#### What is required
Please repeat the records below word for word, from the line that contains "of the chair" through the end of the records, including both of those lines.

#### Supplied data
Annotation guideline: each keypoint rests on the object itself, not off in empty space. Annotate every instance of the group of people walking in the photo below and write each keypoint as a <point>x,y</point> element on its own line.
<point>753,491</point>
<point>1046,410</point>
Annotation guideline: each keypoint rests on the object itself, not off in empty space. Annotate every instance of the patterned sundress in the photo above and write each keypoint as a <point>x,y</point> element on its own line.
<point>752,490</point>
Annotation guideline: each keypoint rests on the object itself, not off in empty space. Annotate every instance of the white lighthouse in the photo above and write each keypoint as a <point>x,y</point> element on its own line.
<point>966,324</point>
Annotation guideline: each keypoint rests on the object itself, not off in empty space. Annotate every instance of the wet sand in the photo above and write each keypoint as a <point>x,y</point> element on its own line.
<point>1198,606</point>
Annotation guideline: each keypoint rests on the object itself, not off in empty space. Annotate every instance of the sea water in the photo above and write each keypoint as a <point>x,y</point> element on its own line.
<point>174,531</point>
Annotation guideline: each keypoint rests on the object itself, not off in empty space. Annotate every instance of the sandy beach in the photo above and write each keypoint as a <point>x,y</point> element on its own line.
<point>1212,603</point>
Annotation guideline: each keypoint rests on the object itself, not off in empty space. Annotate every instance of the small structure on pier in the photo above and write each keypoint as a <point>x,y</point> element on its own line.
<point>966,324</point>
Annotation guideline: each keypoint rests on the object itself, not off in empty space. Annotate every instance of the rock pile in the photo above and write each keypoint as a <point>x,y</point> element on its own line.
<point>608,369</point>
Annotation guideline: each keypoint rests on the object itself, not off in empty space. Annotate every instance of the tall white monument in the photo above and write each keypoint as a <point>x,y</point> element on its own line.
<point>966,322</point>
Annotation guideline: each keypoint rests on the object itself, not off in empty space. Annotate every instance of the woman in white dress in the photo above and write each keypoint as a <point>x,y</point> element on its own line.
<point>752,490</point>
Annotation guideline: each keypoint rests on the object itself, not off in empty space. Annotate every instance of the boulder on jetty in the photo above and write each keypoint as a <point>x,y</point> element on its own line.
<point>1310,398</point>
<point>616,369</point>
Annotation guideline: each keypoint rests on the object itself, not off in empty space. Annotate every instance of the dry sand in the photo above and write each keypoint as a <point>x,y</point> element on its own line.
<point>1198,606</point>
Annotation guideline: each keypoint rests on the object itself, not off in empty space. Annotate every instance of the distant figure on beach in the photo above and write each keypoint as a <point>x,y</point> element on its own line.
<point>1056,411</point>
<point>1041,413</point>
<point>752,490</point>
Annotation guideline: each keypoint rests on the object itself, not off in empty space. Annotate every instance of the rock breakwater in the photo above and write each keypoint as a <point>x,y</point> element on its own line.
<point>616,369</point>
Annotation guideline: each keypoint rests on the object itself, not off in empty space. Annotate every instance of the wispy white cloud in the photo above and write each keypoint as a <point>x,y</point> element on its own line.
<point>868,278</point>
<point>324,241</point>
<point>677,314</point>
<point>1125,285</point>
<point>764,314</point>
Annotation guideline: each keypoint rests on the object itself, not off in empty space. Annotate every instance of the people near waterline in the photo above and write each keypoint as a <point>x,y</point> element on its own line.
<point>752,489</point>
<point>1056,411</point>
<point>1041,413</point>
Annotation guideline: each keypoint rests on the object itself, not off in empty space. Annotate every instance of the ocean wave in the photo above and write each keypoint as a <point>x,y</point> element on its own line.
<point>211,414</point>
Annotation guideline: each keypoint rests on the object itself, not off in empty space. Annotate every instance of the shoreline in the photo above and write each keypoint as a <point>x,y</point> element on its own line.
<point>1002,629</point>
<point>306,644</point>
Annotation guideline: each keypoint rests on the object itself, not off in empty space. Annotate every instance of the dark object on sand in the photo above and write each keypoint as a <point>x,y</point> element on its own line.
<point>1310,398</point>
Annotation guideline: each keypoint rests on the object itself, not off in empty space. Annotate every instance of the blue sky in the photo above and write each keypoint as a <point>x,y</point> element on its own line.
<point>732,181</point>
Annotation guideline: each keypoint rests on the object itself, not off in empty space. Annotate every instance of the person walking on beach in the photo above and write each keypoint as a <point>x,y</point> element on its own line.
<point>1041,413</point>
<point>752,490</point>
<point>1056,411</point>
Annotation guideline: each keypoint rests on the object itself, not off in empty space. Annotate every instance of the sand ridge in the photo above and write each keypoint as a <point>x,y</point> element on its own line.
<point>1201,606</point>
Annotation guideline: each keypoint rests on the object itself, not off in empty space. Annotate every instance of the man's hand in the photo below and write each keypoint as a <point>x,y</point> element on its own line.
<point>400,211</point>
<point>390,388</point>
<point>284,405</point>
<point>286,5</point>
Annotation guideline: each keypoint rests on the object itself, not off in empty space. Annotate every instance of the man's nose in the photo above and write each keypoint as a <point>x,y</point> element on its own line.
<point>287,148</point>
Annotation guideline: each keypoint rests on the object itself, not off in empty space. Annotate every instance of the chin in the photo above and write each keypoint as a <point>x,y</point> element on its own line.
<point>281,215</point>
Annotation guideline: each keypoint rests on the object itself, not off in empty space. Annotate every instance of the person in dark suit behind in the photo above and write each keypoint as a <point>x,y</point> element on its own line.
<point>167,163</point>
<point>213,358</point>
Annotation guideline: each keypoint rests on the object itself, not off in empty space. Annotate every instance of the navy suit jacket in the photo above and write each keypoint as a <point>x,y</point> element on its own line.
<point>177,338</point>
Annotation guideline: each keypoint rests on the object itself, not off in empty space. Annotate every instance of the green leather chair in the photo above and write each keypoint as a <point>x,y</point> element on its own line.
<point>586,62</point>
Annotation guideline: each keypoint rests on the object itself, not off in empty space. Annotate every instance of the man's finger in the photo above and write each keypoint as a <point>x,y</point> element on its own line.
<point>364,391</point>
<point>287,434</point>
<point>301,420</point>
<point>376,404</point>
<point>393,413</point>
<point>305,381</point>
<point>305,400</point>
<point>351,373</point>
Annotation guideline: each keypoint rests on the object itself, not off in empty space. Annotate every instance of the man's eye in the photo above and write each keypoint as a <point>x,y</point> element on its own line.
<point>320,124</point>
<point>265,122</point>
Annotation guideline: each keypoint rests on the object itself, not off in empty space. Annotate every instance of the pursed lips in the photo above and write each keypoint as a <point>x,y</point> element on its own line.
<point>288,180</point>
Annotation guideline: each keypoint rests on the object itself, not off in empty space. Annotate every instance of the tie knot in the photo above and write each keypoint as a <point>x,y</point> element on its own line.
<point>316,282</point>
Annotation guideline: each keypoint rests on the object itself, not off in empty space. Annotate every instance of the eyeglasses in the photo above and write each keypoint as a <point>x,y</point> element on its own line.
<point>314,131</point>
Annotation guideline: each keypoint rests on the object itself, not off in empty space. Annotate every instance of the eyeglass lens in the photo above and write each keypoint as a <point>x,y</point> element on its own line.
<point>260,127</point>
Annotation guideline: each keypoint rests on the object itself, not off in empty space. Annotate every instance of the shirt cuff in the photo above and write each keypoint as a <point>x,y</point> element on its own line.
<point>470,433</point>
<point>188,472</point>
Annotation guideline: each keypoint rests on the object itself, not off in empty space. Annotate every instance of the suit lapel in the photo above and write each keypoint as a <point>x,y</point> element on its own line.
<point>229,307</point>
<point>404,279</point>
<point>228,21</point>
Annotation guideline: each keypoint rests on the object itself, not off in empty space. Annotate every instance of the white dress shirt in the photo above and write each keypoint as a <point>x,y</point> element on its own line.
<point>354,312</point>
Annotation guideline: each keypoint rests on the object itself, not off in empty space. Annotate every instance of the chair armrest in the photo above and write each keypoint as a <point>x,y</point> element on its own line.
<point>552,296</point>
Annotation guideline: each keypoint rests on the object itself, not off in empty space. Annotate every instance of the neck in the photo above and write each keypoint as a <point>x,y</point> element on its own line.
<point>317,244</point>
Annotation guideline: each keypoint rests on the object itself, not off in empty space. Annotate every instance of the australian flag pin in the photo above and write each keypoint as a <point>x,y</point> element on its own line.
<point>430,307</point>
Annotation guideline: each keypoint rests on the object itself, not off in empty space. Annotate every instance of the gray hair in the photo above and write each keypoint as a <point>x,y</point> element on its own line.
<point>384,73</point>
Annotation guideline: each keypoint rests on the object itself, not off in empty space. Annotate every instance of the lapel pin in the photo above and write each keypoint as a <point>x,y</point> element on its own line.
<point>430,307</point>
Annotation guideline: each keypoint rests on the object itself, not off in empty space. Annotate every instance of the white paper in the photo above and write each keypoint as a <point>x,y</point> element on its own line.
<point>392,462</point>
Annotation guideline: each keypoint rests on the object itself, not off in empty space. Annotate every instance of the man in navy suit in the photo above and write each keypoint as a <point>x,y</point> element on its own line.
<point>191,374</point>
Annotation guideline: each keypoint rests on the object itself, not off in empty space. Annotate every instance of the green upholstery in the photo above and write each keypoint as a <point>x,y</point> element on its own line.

#### Solution for this task
Annotation guideline: each keypoint rests on the object itself, not off in empty space. Annotate every instance of the chair armrest in the photo above and write each keypoint as a <point>x,y</point> element on its own line.
<point>552,296</point>
Annotation guideline: each keypoint rests on the object itself, not off in empty space. Annotate every instance of the neck in the photo above and write each keypoint as a <point>x,y</point> element on its own line.
<point>317,244</point>
Annotation guideline: each keypoint rests on the object itself, not off in empty space. Annotate every instance of the australian flag pin in the photo above and write each keypoint as a <point>x,y</point> element on its own line.
<point>430,307</point>
Annotation guideline: each keypoint rests on the object itself, not off in empty space. Annotate every instance of the gray hair in the photo above and write each keypoint as a <point>x,y</point> element on its own line.
<point>384,73</point>
Annotation guideline: each keypoint rests on the object itself, not off in empty space. Annotate every instance of the lapel pin in the photo above and write each keypoint as a <point>x,y</point> element on its own line.
<point>430,307</point>
Annotation guideline: each keypoint rests on the object itself, not off in empty space. Annotate every instance of the white paper in the photo above and write each keypoint as a <point>x,y</point> element on its own line.
<point>392,462</point>
Annotation guideline: each keypoint rests on the object itself, not off in empty space. Annotate every instance of the man in navy suit in the photo above and write each keypoint as a <point>x,y</point> element on its own line.
<point>191,374</point>
Annotation guideline: each keypoint rests on the object itself, not off in empty space. Annotate every instance of the green upholstery in the photo above and write each keypoint as a <point>x,y</point> element on its own line.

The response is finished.